- The exercise -
Your task is to output the data exactly as it stands.

- Input rows -
***
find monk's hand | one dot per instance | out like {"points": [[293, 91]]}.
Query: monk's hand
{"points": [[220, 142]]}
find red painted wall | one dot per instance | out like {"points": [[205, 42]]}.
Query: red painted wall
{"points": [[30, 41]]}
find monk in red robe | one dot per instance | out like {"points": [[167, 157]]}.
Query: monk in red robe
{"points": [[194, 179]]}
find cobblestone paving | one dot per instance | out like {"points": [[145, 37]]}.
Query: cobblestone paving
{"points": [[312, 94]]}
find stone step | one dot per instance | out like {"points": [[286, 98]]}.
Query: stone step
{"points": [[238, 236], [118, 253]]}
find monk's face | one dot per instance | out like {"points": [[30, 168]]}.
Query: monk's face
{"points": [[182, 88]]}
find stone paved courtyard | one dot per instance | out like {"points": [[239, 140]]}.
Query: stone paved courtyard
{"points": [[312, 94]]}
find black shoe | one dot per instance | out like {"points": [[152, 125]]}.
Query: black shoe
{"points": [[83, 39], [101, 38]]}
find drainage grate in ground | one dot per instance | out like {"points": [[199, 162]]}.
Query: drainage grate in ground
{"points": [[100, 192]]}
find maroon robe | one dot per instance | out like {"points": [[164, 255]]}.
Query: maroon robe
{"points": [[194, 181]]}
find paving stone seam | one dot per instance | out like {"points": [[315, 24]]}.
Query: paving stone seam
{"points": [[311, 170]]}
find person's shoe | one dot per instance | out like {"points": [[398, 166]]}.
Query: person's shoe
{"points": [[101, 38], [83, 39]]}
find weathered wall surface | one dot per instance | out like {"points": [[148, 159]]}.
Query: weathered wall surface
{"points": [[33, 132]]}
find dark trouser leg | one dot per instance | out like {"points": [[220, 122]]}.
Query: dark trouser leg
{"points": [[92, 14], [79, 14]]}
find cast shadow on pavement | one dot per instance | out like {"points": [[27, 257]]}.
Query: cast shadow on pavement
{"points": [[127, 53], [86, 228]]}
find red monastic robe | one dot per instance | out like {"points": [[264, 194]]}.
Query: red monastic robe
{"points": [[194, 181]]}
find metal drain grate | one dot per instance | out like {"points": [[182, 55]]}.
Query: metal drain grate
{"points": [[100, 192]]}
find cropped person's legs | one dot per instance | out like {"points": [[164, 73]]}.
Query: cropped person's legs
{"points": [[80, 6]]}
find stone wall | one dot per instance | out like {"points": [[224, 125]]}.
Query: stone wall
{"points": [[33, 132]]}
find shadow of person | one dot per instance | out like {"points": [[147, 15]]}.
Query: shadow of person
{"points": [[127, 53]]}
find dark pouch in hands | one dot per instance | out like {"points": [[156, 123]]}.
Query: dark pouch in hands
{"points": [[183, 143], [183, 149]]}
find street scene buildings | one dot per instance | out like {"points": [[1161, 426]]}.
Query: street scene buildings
***
- Correct output -
find monk's hand | one dot per instance | out like {"points": [[293, 91]]}.
Query: monk's hand
{"points": [[220, 142]]}
find red painted wall | one dot per instance | out like {"points": [[205, 42]]}.
Query: red painted wall
{"points": [[30, 41]]}
find monk in red robe | one dot per instance | out like {"points": [[167, 157]]}.
Query: monk in red robe
{"points": [[194, 179]]}
find cobblestone paving | one dot per instance | out like {"points": [[145, 37]]}.
Query: cobblestone paving
{"points": [[312, 94]]}
find stone step | one dot per instance | out like {"points": [[286, 98]]}.
Query: stone step
{"points": [[238, 236], [118, 253]]}
find monk's face | one dot per instance | out like {"points": [[30, 168]]}.
Query: monk's face
{"points": [[182, 88]]}
find stone paved courtyard | one dot per instance | out like {"points": [[239, 140]]}.
Query: stone paved courtyard
{"points": [[312, 94]]}
find black shoe | one dot per instance | out like {"points": [[152, 125]]}.
Query: black shoe
{"points": [[83, 39], [101, 38]]}
find drainage grate in ground | one dot per instance | out like {"points": [[199, 162]]}.
Query: drainage grate in ground
{"points": [[100, 192]]}
find maroon robe | one dot per instance | out like {"points": [[164, 255]]}.
Query: maroon robe
{"points": [[194, 181]]}
find paving stone seam | one dot per instance | out like {"points": [[315, 24]]}.
Query: paving stone seam
{"points": [[311, 170]]}
find person's shoe | one dot per instance | out like {"points": [[398, 166]]}.
Query: person's shoe
{"points": [[101, 38], [83, 39]]}
find weathered wall surface | one dot per instance | out like {"points": [[148, 159]]}.
Query: weathered wall surface
{"points": [[33, 132]]}
find dark trouser leg | one dot per instance | out like {"points": [[220, 122]]}.
Query: dark trouser leg
{"points": [[92, 14], [79, 14]]}
find cast shadow on pavement | one dot per instance | out like {"points": [[27, 257]]}.
Query: cast shadow on pavement
{"points": [[127, 53], [86, 228]]}
find red monastic robe | one dot per instance | out like {"points": [[264, 194]]}.
Query: red monastic robe
{"points": [[194, 181]]}
find metal drain grate | one dot per instance | out like {"points": [[182, 55]]}.
Query: metal drain grate
{"points": [[100, 192]]}
find cropped person's legs | one dot per instance | out like {"points": [[164, 73]]}.
Query: cropped person's legs
{"points": [[80, 6]]}
find stone wall | one dot per instance | out like {"points": [[224, 125]]}.
Query: stone wall
{"points": [[33, 132]]}
find shadow of person | one dot per instance | out like {"points": [[147, 15]]}.
Query: shadow of person
{"points": [[127, 53]]}
find dark pouch in hands | one dot per instance | out like {"points": [[156, 123]]}.
Query: dark pouch in hands
{"points": [[183, 143], [183, 149]]}
find street scene buildings | one dot per instance | out like {"points": [[1161, 426]]}.
Query: street scene buildings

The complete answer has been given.